Page extract
▽
October 20, 2000

HILLARY, THE WAR GODDESS

If the Kosovo war, the bombing of the USS Cole, and the growing hatred of the US around the world is not enough to give American conservatives second thoughts about our policy of global intervention, then surely Hillary Rodham Clinton's recent attack on "isolationism" ought to clinch the case for the America Firsters. The US, said Hillary in a speech given at the Manhattan headquarters of the prestigious Council on Foreign Relations, must "avoid isolationism" and follow a doctrine of "international engagement." What does this mean? The Hill, as the New York Post likes to call her, did not get very specific: instead, she sternly addressed the (presumably) Republican opponents of global meddling:

"To those who believe we should become involved only if it is easy to do, I think we have to say that America has never and should not ever shy away from the hard path if it is the right one. I believe America needs a renewed internationalism, not an old isolationism."

NEWFANGLED LIBERALS

Old is bad, of course, and new is good. Having abandoned (indeed, reversed) their onetime antiwar stance, today's liberals have at least retained their loyalty to the newfangled. But, hey, wait a minute: what's so "new" about internationalism, anyway? The American people have been handed this line since 1914, for god'ssakes, ever since Woodrow Wilson dragged us into a European war that soon led to another. Heck, the Roosevelts, both Teddy and Franklin, derided non-interventionists as cowards, sissies, traitors, and worse – and the same line of guff was handed out during the cold war, this time by conservatives. In the post-cold war era we are hearing it from the left again, straight from the pursed lips of the First Lady Herself. In her most extensive treatment of foreign policy issues to date, Hillary Rodham greeted her fellow warmongers at the CFR by thanking the Council "for what you have done and stood for over the last century. To challenge the forces of isolationism and champion internationalism, reflecting both in our enduring values and our strategic interest." In short, there's nobody here but us interventionists, so let's get down to brass tacks.

MURKY WATERS

God, how ungrammatical and deadly dull a speech it was! Filled with malapropisms – "But these are albeit a necessary, but not sufficient understanding of the world in which we live and lead" – the speech was the verbal equivalent of a startled squid secreting a protective cloud of murk. The murk, however, was lit up with strings of bright code words and catch-phrases: "This new internationalism must be shaped, of course, to meet new challenges," and "Second, new challenges require new thinking about national interest and security." But of course. Our "core values" determine that we must "stand by Israel" during the current Middle East crisis. Ad infinitum, ad nauseum. The effect was to give Hillary's talk a hectoring and sloganeering style, as if it had been written in some Orwellian Newspeak of her own invention, an abbreviated staccato language known only to internationalists.

STYLE AND SUBSTANCE

Why is it that us isolationists always have the best orators? One thinks of Senator William C. Borah ("the Lion of Idaho"), William Jennings Bryan, and Patrick J. Buchanan. The other side hasn't had a star performer since Franklin Delano Roosevelt went on to his just reward: one thinks of the pipsqueakish Harry Truman (a terrible speaker), the tin-mannish Al Gore, and, worst of all, the grim harridan Hillary Rodham Clinton. But the interventionists rarely address the people directly, and so they don't have to worry so much about the niceties of style: just as long as politicians like Hillary get their message across to the people who really matter – don't worry, guys, I'm with you all the way.
△
Task set
1. According to the column, where did Hillary Rodham Clinton give her speech?
2. Retype the column from "STYLE AND SUBSTANCE" up to and including "all the way.".
Draw only on the column for your answers.

Supplied material
▽
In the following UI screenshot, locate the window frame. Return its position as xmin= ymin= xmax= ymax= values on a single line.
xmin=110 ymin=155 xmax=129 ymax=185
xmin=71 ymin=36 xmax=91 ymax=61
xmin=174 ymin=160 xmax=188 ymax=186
△
Problem solutions
1. At the Manhattan headquarters of the Council on Foreign Relations.

2.
STYLE AND SUBSTANCE

Why is it that us isolationists always have the best orators? One thinks of Senator William C. Borah ("the Lion of Idaho"), William Jennings Bryan, and Patrick J. Buchanan. The other side hasn't had a star performer since Franklin Delano Roosevelt went on to his just reward: one thinks of the pipsqueakish Harry Truman (a terrible speaker), the tin-mannish Al Gore, and, worst of all, the grim harridan Hillary Rodham Clinton. But the interventionists rarely address the people directly, and so they don't have to worry so much about the niceties of style: just as long as politicians like Hillary get their message across to the people who really matter – don't worry, guys, I'm with you all the way.